Segment Start: Supplied data
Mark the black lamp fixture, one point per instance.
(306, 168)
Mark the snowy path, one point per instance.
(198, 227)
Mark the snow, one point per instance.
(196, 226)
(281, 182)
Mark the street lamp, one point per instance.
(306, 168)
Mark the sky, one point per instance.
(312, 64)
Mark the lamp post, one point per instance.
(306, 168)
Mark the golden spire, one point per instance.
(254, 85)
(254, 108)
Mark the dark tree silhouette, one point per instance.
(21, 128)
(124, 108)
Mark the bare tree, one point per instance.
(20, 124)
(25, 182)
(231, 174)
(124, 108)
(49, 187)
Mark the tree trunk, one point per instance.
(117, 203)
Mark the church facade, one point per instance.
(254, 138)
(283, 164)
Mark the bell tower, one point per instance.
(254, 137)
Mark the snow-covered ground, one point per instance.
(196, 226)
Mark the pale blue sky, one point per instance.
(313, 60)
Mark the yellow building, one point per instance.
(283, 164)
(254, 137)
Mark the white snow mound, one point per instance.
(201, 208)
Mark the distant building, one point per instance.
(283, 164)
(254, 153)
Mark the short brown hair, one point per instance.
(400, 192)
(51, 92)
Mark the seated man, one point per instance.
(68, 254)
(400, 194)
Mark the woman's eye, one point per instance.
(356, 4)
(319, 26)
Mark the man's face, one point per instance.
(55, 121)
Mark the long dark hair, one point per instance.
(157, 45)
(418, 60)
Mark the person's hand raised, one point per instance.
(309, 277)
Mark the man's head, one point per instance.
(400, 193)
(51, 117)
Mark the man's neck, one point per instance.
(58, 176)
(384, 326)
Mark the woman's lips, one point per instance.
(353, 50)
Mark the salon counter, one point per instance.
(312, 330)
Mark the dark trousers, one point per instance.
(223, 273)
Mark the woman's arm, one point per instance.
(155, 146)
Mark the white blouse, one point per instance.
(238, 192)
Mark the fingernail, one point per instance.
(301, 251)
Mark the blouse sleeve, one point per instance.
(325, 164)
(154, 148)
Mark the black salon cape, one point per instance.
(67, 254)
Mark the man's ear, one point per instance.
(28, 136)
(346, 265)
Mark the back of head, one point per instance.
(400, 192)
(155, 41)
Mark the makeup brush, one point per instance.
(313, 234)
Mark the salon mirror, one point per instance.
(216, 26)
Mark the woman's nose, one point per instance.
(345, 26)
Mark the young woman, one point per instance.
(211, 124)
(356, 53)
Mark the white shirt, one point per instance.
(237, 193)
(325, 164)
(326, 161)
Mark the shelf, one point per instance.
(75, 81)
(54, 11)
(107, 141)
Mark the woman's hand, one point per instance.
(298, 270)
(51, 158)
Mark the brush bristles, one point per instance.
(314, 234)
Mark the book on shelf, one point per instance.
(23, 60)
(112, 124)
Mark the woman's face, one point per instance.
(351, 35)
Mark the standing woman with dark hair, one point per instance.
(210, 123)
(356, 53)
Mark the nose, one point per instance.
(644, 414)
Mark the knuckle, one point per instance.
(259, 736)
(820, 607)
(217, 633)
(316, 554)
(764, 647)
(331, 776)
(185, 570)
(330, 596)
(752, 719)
Segment End: Supplied data
To do => Your task is to repeat the entries exactly.

Solution =>
Mark the black lamp fixture, one point per instance.
(306, 168)
Mark the snowy path, one point per instance.
(198, 227)
Mark the snow, one point per instance.
(196, 226)
(281, 182)
Mark the street lamp, one point per instance.
(306, 168)
Mark the sky, one point per instance.
(312, 64)
Mark the lamp post, one point per instance.
(306, 168)
Mark the golden spire, one point per instance.
(254, 85)
(254, 108)
Mark the dark tree silhouette, one point per instance.
(21, 128)
(124, 108)
Mark the bare tree, one point per instance.
(20, 124)
(25, 182)
(231, 174)
(124, 108)
(49, 187)
Mark the tree trunk, one point per instance.
(117, 203)
Mark the church facade, one point per instance.
(254, 138)
(283, 164)
Mark the bell tower, one point per instance.
(254, 137)
Mark the snow-covered ground, one point per instance.
(196, 226)
Mark the pale blue sky, one point per instance.
(313, 60)
Mark the yellow building, one point per instance.
(283, 164)
(254, 137)
Mark the white snow mound, one point per instance.
(201, 208)
Mark the distant building, one point per instance.
(283, 164)
(254, 153)
Mark the short brown hair, one point per instance.
(400, 192)
(51, 92)
Mark the seated man, one point per instance.
(68, 254)
(400, 194)
Mark the woman's eye, one point per instance.
(356, 4)
(319, 26)
Mark the man's face, one point per instance.
(55, 121)
Mark the long dark hair, one point per instance.
(157, 45)
(418, 60)
Mark the person's hand raised, one point per instance.
(309, 277)
Mark the man's head, one point per instance.
(400, 193)
(51, 117)
Mark the man's neck, one point per instance.
(58, 176)
(384, 326)
Mark the woman's lips, one point per instance.
(353, 50)
Mark the salon counter, one point per instance.
(312, 330)
Mark the dark trousers, one point per instance.
(223, 273)
Mark the woman's arm, one point per instance.
(155, 146)
Mark the white blouse, one point per instance.
(238, 192)
Mark the fingernail, one point per instance.
(301, 251)
Mark the blouse sleeve, one point per instance.
(325, 164)
(154, 148)
Mark the black salon cape, one point per instance.
(67, 254)
Mark the man's ear, one point per instance.
(28, 136)
(346, 265)
Mark the back of head, one point per instance.
(400, 192)
(155, 41)
Mark the makeup brush, one point per instance.
(313, 234)
Mark the salon mirror, one point per instance.
(216, 26)
Mark the woman's nose, one point per instance.
(345, 26)
Mark the young woman, one point per instance.
(211, 124)
(356, 53)
Mark the white shirt, one point per instance.
(237, 193)
(325, 164)
(326, 161)
Mark the shelf, one point per instance.
(75, 81)
(54, 11)
(107, 141)
Mark the woman's hand, one point per instance.
(298, 270)
(51, 158)
Mark the brush bristles, one point per instance.
(314, 234)
Mark the book on shelf, one point per instance.
(23, 60)
(112, 124)
Mark the woman's face, one point per instance.
(351, 35)
Mark the standing woman with dark hair, one point per instance.
(210, 123)
(356, 53)
Mark the nose, one point per instance.
(644, 414)
Mark the knuckle, one point per instance.
(259, 736)
(820, 607)
(217, 633)
(316, 554)
(764, 647)
(331, 776)
(185, 570)
(330, 596)
(752, 719)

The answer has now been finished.